• **WHAT IS EXPECTED**: What is needed is an exact transcription of every record.

BEGIN WORKING DATA

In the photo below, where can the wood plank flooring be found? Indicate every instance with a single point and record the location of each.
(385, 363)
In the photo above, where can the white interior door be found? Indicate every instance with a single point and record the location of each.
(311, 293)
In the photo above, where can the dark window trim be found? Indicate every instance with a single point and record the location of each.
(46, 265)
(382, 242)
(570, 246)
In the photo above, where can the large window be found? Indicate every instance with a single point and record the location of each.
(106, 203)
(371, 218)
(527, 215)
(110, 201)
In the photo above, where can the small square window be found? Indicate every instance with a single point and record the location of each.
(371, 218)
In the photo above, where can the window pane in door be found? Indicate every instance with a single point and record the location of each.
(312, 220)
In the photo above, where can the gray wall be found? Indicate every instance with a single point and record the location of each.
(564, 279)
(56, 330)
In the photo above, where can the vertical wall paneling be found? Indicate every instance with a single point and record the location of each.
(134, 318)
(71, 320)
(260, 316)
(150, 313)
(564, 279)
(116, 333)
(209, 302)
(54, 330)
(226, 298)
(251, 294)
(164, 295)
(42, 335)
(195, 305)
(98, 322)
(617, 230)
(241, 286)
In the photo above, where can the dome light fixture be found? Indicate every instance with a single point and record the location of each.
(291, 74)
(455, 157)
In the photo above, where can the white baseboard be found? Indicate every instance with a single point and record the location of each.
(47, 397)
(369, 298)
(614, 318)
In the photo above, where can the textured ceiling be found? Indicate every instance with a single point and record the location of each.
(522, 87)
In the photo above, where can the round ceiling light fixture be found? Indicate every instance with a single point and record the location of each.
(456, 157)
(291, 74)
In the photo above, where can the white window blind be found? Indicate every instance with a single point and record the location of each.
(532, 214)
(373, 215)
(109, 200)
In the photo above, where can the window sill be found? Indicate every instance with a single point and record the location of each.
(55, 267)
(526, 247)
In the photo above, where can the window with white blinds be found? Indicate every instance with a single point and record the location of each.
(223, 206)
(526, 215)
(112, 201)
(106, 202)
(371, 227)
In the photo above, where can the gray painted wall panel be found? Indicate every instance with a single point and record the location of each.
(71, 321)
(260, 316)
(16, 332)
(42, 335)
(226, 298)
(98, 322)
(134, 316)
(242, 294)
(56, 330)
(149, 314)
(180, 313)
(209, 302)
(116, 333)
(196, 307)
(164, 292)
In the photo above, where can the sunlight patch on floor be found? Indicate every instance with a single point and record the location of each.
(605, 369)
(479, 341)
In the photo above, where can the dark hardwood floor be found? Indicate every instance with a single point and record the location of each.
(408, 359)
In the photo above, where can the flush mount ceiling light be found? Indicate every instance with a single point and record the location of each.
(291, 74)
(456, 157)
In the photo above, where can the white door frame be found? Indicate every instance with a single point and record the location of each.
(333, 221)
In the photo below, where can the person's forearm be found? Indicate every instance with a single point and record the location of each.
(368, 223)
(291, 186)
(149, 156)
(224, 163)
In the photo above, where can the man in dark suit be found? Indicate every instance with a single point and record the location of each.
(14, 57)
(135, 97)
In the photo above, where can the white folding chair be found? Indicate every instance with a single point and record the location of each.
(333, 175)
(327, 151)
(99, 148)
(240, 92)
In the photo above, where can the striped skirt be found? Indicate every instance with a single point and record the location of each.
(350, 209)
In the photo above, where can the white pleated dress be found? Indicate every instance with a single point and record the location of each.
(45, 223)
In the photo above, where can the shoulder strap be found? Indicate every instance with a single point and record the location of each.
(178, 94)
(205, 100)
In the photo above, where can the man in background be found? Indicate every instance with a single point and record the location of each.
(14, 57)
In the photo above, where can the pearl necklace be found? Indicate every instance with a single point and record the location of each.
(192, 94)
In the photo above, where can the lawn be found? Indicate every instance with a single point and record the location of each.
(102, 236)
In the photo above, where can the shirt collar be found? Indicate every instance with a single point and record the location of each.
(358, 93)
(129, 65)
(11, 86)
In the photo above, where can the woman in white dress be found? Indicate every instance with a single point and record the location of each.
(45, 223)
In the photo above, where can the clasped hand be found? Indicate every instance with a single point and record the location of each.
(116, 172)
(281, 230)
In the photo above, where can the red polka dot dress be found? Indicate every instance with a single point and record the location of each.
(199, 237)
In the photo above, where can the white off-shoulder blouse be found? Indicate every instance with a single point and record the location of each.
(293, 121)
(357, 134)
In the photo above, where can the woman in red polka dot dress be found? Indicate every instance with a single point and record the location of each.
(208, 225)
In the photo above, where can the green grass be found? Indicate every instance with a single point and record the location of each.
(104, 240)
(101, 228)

END WORKING DATA

• **ANSWER SPACE**:
In the photo below, where can the wood plank flooring be found? Indicate every instance with a single point and record the location of each.
(385, 363)
In the photo above, where can the white interior door be found? Indicate every instance with a single point and record the location of each.
(311, 293)
In the photo above, where can the dark window trim be found? Indicate every instance with a single point and record the location of each.
(46, 265)
(382, 242)
(570, 246)
In the photo above, where can the large window be found? Indicate every instance with a single point and record the location of each.
(106, 203)
(371, 218)
(527, 215)
(110, 201)
In the photo above, where can the small square window be found? Indicate every instance with a single point and record the location of each.
(371, 218)
In the photo above, where can the window pane in door be found? Indicate every instance with a single point and record the location of each.
(312, 220)
In the photo above, where can the gray wall be found? Indicate every instance with a single point and record the location of each.
(564, 279)
(56, 330)
In the photo above, where can the vertical wall paneling be found? Indicate every instance with a single point and record the location of each.
(134, 318)
(71, 320)
(260, 316)
(150, 313)
(564, 279)
(116, 333)
(209, 302)
(54, 330)
(226, 298)
(251, 294)
(164, 295)
(42, 335)
(195, 305)
(98, 322)
(617, 230)
(241, 286)
In the photo above, where can the dome light fixture be found? Indicate every instance with a single point and record the location of each.
(291, 74)
(455, 157)
In the photo above, where can the white baseboard be found? Indicate every instance with a single point and record the location of each.
(47, 397)
(369, 298)
(614, 318)
In the photo above, where can the textured ceiling be found? Indicate every instance with a single point and record the location of each.
(522, 87)
In the photo above, where can the round ceiling light fixture be found? Indicate every instance with a single point and record the location of each.
(456, 157)
(291, 74)
In the photo above, where can the white window blind be found? Indicate every instance with a single point and record the location of each.
(532, 214)
(373, 215)
(109, 200)
In the photo above, where can the window sill be found? Indicate every instance with a single point and record the location of each.
(55, 267)
(526, 247)
In the photo above, where can the window with white blinds be found? Indicate every instance with a single point and record the location of each.
(223, 206)
(526, 215)
(112, 201)
(106, 202)
(371, 227)
In the photo above, where can the gray painted wall panel be found? Indicate every instance with a single point and record the location of each.
(71, 321)
(260, 316)
(16, 332)
(42, 335)
(226, 298)
(98, 322)
(134, 316)
(242, 294)
(56, 330)
(149, 314)
(180, 313)
(209, 302)
(116, 333)
(196, 307)
(164, 292)
In the photo above, where can the sunlight patch on floor be found? Indicate every instance with a single point and record the location of each.
(605, 369)
(479, 341)
In the photo above, where can the dark hardwood floor be found? Indicate every instance with a single point and record the location of each.
(408, 359)
In the photo above, where can the flush mount ceiling light be found? Indicate every instance with a single point and record the location of each.
(291, 74)
(456, 157)
In the photo above, where can the white door frame be found? Indicate every instance with a single point and record the location of each.
(333, 221)
In the photo below, where can the person's forearm be found? Indicate every instance with a single point and record the location of each.
(368, 223)
(291, 186)
(149, 156)
(224, 163)
In the photo above, where can the man in dark suit be found? Indicate every instance with a single point and record the location of each.
(14, 57)
(135, 97)
In the photo above, where can the white folding chair be found? Indicate every instance with a single point and record the location of each.
(333, 175)
(327, 151)
(99, 148)
(240, 92)
In the photo above, where can the striped skirt be found? Indicate every instance with a single point and record the location of each.
(350, 209)
In the photo above, where can the white pleated dress be found? Indicate every instance with a single point and record the location of each.
(45, 223)
In the photo above, where can the shoulder strap be found? Indicate every instance with a single point and record the location of each.
(178, 94)
(205, 100)
In the photo above, where can the man in background be found? Indicate every instance with a single point and record the location of each.
(14, 57)
In the photo above, where can the pearl necklace be found? Indicate every instance with a single point and record the location of each.
(192, 94)
In the photo above, where can the lawn be found? Indicate every instance with a single point and record the location of each.
(102, 236)
In the photo above, where can the shirt collar be found? Indicate every instance with a single point and record the location of each.
(358, 93)
(129, 65)
(11, 86)
In the photo above, where can the woman in white dress be found? Indicate every instance with a single point and record the location of each.
(45, 223)
In the photo above, where can the clasped hand be found? Indicate every instance with a single point and record the location of each.
(116, 172)
(281, 230)
In the photo above, where can the red polka dot dress be found? Indicate every instance with a single point and record the location of each.
(199, 237)
In the photo above, where can the white off-shoulder blouse be found? Indicate every instance with a single point and record the location of each.
(293, 121)
(357, 134)
In the photo above, where can the woman in red polka dot dress be found? Indicate every instance with a single point and record the location of each.
(208, 225)
In the photo above, where can the green grass be found? Indicate every instance with a single point and record the location of each.
(104, 240)
(101, 228)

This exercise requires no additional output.